Saved entries:
* * *
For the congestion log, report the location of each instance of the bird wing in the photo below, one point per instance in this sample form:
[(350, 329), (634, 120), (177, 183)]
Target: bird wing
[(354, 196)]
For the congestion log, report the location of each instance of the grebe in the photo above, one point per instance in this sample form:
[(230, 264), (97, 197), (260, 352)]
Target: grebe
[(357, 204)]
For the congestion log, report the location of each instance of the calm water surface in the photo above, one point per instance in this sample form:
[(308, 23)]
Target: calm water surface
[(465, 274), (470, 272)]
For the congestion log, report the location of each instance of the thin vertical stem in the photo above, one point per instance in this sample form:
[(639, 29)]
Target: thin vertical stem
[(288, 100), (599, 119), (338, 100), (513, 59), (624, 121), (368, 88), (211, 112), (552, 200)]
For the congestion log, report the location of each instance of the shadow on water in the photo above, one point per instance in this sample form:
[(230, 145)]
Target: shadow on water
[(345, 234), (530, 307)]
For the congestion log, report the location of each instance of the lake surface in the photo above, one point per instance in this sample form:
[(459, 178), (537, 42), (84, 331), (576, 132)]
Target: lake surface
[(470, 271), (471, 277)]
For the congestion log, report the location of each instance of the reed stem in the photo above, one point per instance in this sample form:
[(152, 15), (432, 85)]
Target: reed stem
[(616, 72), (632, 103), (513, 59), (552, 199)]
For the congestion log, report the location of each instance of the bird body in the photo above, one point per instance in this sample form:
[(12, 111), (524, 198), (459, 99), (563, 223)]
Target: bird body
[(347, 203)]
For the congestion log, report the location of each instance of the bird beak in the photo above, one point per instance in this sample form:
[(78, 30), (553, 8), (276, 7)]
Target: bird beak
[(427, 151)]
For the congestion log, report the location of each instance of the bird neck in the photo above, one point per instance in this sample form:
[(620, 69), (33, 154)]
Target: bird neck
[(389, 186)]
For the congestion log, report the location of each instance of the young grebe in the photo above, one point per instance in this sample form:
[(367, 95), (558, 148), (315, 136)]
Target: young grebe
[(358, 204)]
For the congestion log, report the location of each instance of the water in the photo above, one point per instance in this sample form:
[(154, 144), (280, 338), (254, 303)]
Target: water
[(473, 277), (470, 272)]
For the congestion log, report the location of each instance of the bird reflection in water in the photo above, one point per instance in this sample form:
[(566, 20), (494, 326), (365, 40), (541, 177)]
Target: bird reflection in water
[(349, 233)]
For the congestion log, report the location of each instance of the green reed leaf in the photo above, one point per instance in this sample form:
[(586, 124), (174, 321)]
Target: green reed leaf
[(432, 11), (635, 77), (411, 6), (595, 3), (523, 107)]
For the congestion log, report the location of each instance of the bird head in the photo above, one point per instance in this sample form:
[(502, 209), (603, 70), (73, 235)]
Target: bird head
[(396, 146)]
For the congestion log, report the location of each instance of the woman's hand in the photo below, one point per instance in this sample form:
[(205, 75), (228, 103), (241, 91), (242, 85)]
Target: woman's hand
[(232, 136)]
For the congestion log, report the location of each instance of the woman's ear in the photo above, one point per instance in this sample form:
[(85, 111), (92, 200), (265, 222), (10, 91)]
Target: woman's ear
* * *
EXERCISE AIM:
Set every entry down once more, exactly as written above.

RESPONSE BOX:
For the congestion log, report the location of each instance of the bird wing in the photo below, one point per instance in this sample form:
[(350, 329), (634, 120), (177, 183)]
Target: bird wing
[(354, 196)]
For the congestion log, report the location of each instance of the grebe in the photo above, one point per instance in this sample form:
[(230, 264), (97, 197), (260, 352)]
Target: grebe
[(357, 204)]
For the congestion log, report the location of each instance of the calm water surface in the photo above, one point per instance in this sample form:
[(308, 23)]
Target: calm water surface
[(465, 274), (470, 272)]
For the congestion log, report the location of each instance of the thin vertical stem in the photo above, one point per instance in this sample form:
[(639, 29)]
Target: thin vertical stem
[(288, 100), (599, 119), (338, 100), (513, 59), (624, 121), (368, 88), (211, 112), (552, 200)]
For the congestion log, report the location of each instance of the shadow on water in the photo above, one point per instance in this sample form:
[(230, 145)]
Target: shadow on water
[(345, 234), (530, 307)]
For the congestion log, report the location of each instance of the lake surface in the photo above, one point per instance in this sample form:
[(459, 178), (537, 42), (84, 331), (576, 132)]
Target: lake surface
[(470, 271), (471, 277)]
For the congestion log, report the location of each instance of the reed stem in the photo above, one point per instance in this sample form:
[(152, 15), (432, 85)]
Target: reed stem
[(616, 72), (632, 103), (513, 59), (552, 199)]
For the congestion log, report the location of each instance of the bird body in the photo above, one point per instance in this sample form:
[(12, 111), (524, 198), (459, 99), (563, 223)]
Target: bird body
[(347, 203)]
For the congestion log, report the location of each instance of the bird beak in the photo above, one point per instance in this sample form:
[(78, 30), (553, 8), (276, 7)]
Target: bird beak
[(427, 151)]
For the congestion log, report the location of each instance of the bird neck in the photo above, one point per instance in this sample form:
[(620, 69), (33, 154)]
Target: bird neck
[(389, 186)]
For the congestion log, report the location of each instance of the young grebe in the photo above, one point per instance in this sample form:
[(367, 95), (558, 148), (315, 136)]
Target: young grebe
[(358, 204)]
For the congestion log, report the location of each instance of the water in the photo above, one point per instance in this sample form:
[(154, 144), (280, 338), (254, 303)]
Target: water
[(473, 277), (470, 272)]
For the congestion log, report the location of each instance of the bird reflection in water in the photo above, one point per instance in this sample form:
[(566, 20), (494, 326), (365, 40), (541, 177)]
Target: bird reflection in water
[(349, 233)]
For the congestion log, report the location of each instance of the green reed leaf in the photo above, one point per instance in this sample form:
[(586, 124), (174, 321)]
Target: green reed leaf
[(432, 11), (635, 77), (411, 6), (595, 3), (523, 107)]
For the congestion log, report the location of each instance of the bird head in the photo above, one point per instance in this sample form:
[(502, 209), (603, 70), (73, 235)]
Target: bird head
[(396, 146)]
For the congestion log, report the location of each instance of the woman's hand in the photo below, one point per instance in this sample form:
[(205, 75), (228, 103), (241, 91), (242, 85)]
Target: woman's hand
[(232, 136)]
For the congestion log, report the location of each instance of the woman's ear in the photo above, one point per instance in this sample form:
[(85, 111), (92, 200), (265, 222), (10, 91)]
Target: woman's ear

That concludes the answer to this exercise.